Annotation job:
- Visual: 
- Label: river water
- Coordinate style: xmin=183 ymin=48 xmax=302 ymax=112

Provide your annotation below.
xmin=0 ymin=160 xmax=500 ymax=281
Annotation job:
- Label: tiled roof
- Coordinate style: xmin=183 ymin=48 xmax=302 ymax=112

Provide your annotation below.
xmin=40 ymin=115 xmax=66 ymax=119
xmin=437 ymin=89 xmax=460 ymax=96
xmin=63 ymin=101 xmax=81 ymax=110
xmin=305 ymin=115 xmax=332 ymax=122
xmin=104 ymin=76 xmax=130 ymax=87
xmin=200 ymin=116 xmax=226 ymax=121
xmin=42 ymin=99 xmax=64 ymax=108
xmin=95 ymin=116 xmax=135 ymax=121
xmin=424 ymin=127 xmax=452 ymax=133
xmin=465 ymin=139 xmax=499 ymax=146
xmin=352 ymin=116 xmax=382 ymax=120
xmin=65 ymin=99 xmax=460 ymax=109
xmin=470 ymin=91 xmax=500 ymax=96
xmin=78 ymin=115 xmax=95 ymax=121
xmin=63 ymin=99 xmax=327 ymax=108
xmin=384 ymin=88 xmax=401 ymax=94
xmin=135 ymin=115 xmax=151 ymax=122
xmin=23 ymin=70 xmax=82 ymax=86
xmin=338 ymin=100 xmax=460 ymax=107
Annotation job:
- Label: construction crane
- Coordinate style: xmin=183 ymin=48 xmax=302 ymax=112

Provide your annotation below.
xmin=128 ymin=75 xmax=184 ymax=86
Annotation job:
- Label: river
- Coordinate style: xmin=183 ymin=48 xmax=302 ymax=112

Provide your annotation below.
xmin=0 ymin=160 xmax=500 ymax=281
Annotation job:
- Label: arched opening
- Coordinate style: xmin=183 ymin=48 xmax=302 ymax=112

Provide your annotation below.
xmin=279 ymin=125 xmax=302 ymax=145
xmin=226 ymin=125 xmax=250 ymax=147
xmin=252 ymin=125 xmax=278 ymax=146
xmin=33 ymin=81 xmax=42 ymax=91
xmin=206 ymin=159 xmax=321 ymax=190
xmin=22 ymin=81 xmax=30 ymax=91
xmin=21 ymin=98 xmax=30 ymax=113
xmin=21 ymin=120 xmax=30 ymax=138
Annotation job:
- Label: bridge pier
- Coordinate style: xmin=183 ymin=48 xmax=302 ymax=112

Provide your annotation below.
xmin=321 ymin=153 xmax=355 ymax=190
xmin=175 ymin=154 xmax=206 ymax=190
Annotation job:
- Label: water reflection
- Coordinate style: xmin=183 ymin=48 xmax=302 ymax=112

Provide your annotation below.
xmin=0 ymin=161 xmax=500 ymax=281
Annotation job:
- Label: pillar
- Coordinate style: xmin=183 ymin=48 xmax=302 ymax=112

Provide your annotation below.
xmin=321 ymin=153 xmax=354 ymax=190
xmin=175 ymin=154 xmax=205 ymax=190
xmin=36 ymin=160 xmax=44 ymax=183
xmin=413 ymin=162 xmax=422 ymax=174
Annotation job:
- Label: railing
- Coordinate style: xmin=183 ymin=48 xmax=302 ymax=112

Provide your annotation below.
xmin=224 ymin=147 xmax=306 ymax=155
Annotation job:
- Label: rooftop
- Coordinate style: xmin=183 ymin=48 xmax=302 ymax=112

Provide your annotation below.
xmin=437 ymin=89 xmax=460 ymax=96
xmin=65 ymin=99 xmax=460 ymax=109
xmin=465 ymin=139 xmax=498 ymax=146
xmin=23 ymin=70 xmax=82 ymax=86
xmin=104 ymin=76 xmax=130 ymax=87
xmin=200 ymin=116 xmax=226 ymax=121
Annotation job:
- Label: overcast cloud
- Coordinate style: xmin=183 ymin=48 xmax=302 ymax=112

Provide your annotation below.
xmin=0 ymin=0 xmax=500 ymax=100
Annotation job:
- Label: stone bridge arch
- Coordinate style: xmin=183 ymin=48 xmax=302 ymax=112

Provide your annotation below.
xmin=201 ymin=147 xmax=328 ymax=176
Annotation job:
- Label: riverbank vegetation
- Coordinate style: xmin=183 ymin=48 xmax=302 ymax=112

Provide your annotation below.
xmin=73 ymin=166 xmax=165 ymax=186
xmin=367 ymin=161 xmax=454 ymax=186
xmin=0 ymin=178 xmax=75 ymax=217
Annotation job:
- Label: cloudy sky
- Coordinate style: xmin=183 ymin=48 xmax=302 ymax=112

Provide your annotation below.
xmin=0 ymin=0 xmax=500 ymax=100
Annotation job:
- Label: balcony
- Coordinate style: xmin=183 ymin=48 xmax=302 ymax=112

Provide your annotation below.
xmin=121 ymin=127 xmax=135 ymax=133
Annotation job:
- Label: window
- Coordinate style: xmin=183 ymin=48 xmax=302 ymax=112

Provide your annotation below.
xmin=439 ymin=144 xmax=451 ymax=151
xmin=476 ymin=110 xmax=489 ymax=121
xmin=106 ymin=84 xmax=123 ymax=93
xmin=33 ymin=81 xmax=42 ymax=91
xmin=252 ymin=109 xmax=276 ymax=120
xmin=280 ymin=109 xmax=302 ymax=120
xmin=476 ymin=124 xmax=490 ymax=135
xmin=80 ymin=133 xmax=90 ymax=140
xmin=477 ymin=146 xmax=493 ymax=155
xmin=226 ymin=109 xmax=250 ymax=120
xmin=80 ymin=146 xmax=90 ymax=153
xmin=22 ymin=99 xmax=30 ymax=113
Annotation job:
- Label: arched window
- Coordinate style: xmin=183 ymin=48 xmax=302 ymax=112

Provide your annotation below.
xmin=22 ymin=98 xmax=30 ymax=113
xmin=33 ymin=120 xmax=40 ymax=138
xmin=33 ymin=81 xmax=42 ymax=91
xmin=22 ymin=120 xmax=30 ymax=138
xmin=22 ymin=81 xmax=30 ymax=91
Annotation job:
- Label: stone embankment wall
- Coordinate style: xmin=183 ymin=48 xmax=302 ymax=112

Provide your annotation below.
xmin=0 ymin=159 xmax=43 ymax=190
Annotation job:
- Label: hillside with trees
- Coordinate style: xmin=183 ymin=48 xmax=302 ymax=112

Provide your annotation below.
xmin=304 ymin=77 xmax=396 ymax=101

→ **Exercise instructions**:
Locate each line in the records that contains the string "water", and copy those lines out. Matching is case-sensitive.

→ **Solution to this task**:
- Label: river water
- Label: water reflection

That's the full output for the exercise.